Please copy, word for word, everything in the records below from the line containing "Prompts, when an" down to the line containing "positive clicks: (228, 205) (224, 241)", including both of those lines.

Records supplied:
——————————

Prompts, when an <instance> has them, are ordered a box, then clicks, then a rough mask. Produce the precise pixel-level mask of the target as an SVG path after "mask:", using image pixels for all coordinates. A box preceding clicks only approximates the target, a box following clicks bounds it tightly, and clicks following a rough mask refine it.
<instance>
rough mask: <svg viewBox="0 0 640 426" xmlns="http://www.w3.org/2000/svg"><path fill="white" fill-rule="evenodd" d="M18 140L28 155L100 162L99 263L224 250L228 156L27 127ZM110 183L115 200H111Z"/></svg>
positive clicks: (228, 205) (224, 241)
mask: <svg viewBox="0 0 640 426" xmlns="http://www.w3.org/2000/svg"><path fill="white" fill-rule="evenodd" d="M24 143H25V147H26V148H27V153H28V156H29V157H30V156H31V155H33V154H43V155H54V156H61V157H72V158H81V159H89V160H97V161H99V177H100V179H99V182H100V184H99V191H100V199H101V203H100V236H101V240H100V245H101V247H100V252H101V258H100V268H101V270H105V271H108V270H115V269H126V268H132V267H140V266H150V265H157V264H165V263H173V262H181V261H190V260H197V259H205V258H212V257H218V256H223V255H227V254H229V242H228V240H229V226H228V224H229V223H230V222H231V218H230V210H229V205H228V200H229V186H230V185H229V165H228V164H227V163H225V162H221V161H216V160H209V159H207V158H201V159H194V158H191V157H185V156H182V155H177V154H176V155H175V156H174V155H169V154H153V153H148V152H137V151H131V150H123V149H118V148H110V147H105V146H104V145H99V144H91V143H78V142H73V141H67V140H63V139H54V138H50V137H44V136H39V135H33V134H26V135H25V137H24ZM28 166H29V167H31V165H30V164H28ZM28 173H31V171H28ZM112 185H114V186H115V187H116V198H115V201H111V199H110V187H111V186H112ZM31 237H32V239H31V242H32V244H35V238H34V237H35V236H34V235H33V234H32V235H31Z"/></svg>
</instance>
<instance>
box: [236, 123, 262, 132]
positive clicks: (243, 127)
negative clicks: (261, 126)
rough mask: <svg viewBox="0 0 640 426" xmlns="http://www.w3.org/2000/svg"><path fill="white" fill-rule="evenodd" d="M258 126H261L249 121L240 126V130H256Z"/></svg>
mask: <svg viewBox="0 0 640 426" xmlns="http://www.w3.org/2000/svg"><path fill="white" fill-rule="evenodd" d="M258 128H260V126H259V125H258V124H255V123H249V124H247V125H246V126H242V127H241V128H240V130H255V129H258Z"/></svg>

——————————

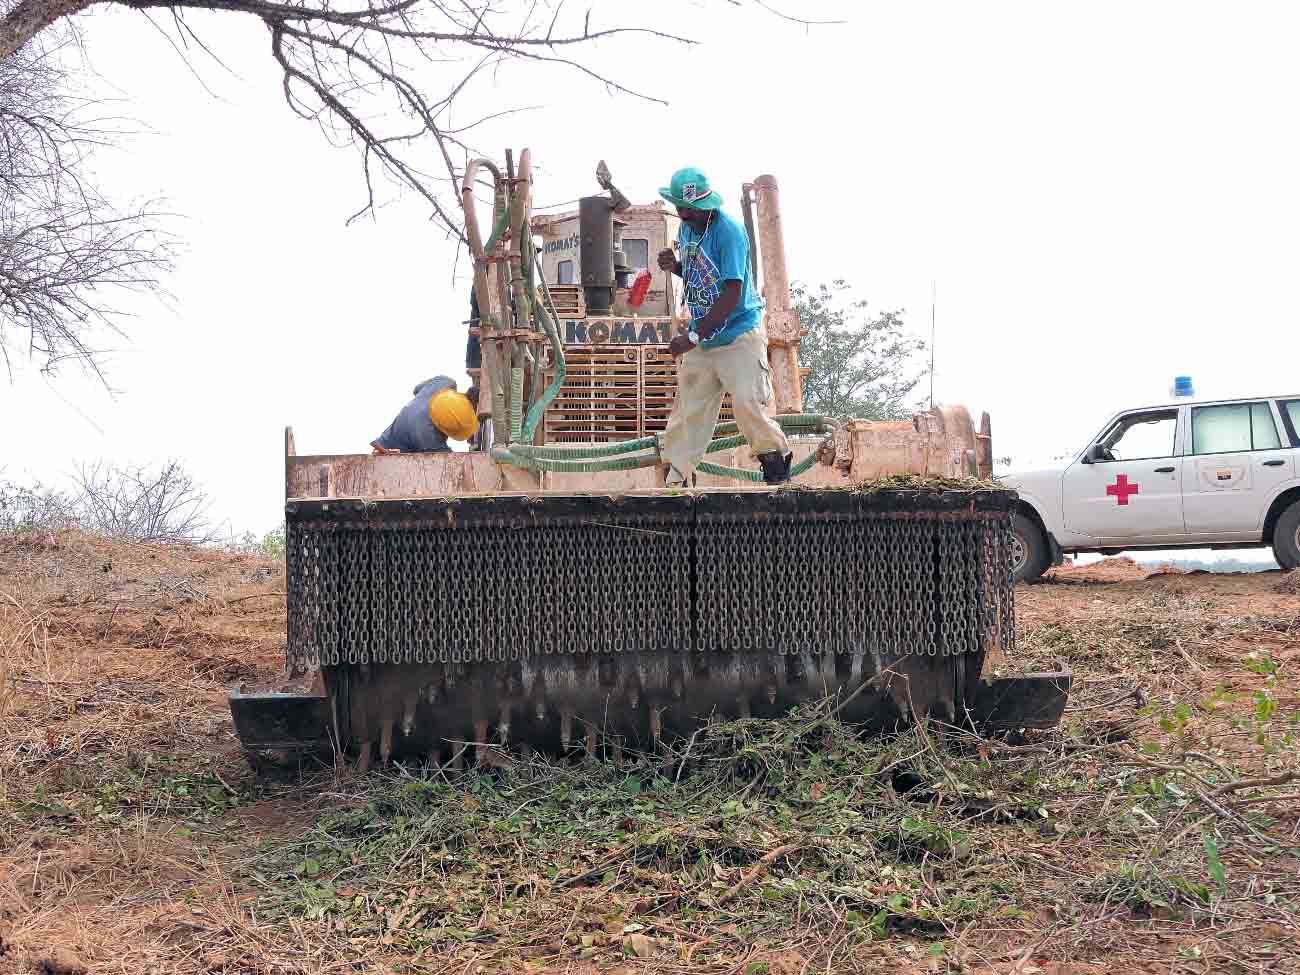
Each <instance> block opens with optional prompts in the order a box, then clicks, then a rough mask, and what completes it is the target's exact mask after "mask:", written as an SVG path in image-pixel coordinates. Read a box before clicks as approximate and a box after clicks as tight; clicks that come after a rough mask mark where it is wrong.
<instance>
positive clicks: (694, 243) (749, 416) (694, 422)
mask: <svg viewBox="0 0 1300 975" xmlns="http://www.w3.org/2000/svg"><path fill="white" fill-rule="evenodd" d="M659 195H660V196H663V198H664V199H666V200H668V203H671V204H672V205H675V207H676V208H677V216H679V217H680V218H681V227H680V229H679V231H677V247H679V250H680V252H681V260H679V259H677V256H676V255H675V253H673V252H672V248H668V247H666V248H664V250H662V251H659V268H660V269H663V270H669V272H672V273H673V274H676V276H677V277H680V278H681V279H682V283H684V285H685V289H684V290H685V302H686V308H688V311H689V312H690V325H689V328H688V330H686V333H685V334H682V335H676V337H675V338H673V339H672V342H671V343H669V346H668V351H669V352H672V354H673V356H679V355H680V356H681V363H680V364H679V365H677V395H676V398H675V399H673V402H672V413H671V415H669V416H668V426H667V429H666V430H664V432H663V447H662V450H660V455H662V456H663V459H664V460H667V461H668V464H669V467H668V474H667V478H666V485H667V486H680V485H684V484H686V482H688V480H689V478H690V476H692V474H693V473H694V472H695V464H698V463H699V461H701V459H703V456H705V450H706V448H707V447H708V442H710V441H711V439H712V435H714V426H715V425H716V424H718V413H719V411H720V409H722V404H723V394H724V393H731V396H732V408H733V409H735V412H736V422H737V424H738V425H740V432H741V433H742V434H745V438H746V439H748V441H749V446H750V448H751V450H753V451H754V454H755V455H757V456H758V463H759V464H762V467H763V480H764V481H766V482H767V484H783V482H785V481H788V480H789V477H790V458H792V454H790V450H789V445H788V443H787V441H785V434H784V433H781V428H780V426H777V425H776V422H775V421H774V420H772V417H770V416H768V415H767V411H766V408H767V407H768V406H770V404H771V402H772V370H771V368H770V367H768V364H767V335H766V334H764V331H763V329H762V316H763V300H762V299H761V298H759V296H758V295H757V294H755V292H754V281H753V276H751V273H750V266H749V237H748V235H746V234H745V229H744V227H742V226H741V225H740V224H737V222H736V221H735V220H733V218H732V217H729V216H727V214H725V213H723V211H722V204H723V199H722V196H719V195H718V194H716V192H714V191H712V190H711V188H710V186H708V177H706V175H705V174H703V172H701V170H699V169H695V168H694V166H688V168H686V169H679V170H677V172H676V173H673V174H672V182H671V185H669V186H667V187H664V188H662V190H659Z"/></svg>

——————————

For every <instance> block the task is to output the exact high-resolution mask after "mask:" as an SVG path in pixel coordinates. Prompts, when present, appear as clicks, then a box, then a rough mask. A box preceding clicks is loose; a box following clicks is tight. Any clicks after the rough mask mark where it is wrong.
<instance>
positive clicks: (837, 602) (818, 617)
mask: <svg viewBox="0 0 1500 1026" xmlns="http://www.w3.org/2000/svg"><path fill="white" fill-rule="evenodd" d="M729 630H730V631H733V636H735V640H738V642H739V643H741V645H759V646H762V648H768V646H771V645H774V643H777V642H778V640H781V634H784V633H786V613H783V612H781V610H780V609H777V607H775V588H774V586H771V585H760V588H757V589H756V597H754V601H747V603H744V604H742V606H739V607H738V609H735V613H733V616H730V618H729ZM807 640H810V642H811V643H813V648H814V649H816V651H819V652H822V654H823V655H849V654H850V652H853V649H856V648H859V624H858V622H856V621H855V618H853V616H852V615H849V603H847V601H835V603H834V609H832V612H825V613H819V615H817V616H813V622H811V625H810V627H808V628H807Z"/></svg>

——————————

Reply to the exercise:
Prompts, when an <instance> has them, are ordered a box, then clicks, then a rough mask. Produce the precise pixel-level mask of the target as an SVG path after "mask:", using image pixels for all coordinates. A box preceding clicks only approximates the target, a box following clicks bounds it tightly, and clicks following a rough mask refine it.
<instance>
rough mask: <svg viewBox="0 0 640 426" xmlns="http://www.w3.org/2000/svg"><path fill="white" fill-rule="evenodd" d="M18 140L28 155L100 162L99 263L224 250L228 156L27 127ZM110 183L115 200H111Z"/></svg>
positive clicks: (228, 205) (224, 241)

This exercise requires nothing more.